• [Given task]:
Your output must consist solely of the lines from the one containing "Would you mind marking the red tomato" through the end of the records, reproduced exactly.

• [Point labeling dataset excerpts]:
START

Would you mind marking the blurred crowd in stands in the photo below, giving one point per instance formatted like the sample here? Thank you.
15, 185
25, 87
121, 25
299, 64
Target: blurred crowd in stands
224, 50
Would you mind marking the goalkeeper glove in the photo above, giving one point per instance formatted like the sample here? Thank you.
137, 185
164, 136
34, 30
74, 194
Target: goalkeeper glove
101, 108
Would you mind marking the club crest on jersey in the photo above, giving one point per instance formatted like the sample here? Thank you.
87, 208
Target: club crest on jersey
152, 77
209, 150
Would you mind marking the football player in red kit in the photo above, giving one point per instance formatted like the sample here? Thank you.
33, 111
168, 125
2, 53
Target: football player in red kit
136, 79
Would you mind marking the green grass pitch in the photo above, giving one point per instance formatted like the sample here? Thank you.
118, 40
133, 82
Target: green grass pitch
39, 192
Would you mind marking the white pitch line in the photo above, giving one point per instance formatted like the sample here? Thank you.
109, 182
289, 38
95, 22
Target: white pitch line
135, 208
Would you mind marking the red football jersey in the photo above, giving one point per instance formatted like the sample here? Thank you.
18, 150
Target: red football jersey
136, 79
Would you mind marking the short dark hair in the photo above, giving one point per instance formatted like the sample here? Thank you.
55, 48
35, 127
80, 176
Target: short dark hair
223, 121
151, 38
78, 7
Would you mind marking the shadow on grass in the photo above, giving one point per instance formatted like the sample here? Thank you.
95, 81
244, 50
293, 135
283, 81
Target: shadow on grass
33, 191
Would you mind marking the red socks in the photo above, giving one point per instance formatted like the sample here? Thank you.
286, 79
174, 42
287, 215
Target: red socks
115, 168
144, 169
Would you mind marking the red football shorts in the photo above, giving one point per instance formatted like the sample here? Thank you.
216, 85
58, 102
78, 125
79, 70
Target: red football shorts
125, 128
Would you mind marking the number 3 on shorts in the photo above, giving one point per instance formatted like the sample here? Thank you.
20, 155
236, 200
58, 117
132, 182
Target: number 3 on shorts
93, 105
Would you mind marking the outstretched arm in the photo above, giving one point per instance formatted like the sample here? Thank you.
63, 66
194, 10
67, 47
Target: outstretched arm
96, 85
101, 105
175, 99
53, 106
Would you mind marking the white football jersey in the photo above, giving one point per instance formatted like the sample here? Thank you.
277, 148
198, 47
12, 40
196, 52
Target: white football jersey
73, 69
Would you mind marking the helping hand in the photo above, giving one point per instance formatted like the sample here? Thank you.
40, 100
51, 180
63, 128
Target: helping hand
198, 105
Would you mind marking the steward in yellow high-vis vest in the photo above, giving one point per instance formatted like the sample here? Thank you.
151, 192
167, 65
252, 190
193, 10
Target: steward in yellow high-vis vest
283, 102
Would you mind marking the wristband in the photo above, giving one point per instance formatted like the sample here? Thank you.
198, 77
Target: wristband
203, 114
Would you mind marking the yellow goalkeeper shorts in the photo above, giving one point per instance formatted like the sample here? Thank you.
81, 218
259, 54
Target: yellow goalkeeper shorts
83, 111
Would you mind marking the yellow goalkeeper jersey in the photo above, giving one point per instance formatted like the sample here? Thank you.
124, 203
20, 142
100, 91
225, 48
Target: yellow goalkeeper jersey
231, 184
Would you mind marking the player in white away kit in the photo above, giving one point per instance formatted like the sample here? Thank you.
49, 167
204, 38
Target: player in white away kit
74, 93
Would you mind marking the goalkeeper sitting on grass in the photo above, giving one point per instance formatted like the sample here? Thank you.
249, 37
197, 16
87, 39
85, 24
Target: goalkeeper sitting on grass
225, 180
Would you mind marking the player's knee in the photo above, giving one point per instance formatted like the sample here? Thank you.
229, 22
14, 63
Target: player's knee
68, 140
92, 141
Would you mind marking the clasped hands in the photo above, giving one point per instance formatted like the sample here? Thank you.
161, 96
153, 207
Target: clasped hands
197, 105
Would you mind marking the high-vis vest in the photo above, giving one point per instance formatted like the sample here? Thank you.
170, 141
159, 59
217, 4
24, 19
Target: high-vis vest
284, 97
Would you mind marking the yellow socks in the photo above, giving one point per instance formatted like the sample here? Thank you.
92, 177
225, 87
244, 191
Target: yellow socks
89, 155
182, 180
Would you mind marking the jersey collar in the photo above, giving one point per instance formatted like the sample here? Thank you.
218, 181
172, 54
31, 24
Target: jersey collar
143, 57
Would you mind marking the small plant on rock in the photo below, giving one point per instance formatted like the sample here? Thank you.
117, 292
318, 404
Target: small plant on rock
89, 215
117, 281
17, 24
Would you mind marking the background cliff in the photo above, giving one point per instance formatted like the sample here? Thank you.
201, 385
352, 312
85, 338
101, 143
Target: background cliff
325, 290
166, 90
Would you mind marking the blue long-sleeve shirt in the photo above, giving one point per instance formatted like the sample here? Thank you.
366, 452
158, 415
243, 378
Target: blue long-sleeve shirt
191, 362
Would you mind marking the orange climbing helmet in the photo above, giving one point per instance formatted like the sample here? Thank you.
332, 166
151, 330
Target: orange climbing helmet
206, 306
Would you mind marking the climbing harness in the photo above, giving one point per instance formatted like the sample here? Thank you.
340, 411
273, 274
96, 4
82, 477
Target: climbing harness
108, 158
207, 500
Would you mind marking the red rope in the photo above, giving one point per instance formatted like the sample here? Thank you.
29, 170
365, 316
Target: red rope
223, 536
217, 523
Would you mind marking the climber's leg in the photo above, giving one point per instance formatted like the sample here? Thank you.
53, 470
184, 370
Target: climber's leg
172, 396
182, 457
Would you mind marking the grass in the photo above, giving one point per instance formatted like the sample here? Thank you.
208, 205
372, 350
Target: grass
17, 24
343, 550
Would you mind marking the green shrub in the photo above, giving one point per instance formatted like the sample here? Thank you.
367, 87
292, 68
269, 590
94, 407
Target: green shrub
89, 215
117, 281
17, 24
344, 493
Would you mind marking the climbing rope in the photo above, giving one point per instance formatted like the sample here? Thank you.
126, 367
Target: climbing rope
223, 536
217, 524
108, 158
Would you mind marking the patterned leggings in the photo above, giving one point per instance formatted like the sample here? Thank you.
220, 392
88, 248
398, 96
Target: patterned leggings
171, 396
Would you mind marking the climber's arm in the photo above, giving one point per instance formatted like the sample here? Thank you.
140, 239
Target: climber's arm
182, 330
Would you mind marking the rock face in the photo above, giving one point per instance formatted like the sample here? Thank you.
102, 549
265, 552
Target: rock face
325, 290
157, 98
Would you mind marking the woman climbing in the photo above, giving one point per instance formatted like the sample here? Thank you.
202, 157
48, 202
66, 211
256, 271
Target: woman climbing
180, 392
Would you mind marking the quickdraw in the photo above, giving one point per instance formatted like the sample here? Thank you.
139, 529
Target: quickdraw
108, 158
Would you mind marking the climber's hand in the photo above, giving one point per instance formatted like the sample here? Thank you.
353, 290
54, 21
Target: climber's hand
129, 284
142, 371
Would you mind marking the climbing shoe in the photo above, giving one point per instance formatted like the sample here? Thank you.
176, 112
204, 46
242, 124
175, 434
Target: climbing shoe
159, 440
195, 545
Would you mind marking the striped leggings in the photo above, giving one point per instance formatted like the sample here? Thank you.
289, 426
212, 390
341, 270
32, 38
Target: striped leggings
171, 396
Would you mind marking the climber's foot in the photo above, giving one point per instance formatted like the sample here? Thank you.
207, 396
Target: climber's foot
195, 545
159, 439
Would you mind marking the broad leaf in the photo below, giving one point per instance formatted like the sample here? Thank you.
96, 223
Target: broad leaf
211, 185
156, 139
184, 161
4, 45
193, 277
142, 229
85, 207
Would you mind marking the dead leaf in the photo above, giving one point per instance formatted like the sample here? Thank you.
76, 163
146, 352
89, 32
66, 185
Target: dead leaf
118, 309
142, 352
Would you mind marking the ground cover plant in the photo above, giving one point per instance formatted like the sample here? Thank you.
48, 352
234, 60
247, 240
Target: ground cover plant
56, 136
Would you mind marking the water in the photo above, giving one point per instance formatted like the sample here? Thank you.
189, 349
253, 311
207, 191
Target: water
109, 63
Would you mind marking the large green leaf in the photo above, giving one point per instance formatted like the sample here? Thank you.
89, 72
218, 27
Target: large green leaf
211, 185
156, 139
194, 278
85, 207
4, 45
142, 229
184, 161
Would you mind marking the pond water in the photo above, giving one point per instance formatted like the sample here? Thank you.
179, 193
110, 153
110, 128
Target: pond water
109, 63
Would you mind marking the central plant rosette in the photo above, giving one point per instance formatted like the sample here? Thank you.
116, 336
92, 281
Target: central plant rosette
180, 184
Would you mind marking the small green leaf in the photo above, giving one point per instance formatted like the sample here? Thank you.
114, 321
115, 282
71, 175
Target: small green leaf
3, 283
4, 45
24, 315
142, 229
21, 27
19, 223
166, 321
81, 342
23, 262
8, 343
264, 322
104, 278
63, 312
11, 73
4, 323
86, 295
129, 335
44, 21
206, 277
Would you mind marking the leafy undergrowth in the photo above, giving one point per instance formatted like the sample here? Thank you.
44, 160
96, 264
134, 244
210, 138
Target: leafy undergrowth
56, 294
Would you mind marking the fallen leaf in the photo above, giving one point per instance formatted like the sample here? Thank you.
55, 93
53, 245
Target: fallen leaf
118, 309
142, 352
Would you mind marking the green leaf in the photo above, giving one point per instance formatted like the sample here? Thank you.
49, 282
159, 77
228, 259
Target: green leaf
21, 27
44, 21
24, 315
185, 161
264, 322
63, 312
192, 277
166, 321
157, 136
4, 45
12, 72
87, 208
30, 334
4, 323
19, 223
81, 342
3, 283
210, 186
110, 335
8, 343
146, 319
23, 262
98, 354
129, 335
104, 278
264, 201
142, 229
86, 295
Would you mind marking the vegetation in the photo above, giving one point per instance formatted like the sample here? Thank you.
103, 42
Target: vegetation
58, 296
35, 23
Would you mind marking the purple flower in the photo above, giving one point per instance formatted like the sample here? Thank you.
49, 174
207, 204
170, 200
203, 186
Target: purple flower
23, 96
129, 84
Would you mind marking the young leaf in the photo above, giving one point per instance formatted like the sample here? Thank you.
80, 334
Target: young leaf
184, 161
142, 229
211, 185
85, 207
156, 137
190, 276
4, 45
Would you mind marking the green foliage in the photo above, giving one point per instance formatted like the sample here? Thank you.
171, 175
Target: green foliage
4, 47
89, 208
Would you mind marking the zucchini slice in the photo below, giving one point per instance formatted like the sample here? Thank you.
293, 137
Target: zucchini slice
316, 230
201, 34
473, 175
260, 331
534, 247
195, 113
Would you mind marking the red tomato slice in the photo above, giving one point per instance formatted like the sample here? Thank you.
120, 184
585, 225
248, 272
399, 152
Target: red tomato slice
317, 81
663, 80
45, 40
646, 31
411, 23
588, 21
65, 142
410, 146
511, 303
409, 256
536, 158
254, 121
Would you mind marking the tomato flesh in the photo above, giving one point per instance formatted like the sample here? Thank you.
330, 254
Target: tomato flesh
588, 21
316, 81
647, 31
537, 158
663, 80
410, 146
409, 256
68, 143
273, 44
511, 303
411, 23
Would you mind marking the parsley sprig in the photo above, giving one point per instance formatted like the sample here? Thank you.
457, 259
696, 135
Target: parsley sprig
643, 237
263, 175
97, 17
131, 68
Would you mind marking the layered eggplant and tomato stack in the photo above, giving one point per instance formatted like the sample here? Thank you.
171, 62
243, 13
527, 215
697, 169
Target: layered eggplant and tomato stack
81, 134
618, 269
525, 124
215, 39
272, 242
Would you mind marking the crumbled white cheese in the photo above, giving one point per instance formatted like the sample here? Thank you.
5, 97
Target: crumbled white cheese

END

• [Correct result]:
Would you mind marking the red tomato slice in the photo above, giving one point per instance formatted like the sample here? Thank you.
120, 184
585, 225
248, 272
399, 152
Target: red tomato slice
317, 81
663, 80
45, 40
646, 31
411, 23
588, 21
65, 142
410, 146
511, 303
409, 256
536, 158
254, 121
Would you mind marking the tomato flesh in the photo above, giving one point per instance formatted like the sample here? Thank you.
330, 254
Target: tomato flesh
588, 21
316, 81
647, 31
537, 158
663, 80
410, 146
409, 256
68, 143
273, 44
511, 303
411, 23
Would you mind marking the parsley sprig in the photo above, giving one point per instance formatted like the sample here? Thank you.
457, 259
696, 135
Target: parsley sprig
643, 237
263, 175
97, 17
131, 68
Would you mind marking the layered eggplant and tomato stack in the photo above, giving one point per instance formatted like the sample here? Thank you.
171, 62
243, 13
527, 215
697, 169
Target: layered eggplant and tomato stack
81, 134
618, 269
525, 124
215, 39
272, 242
Would you mind marking the crumbled white cheese in the photo above, giving one point per instance formatted like the sample here? Thank you.
5, 97
Target: crumbled white cheese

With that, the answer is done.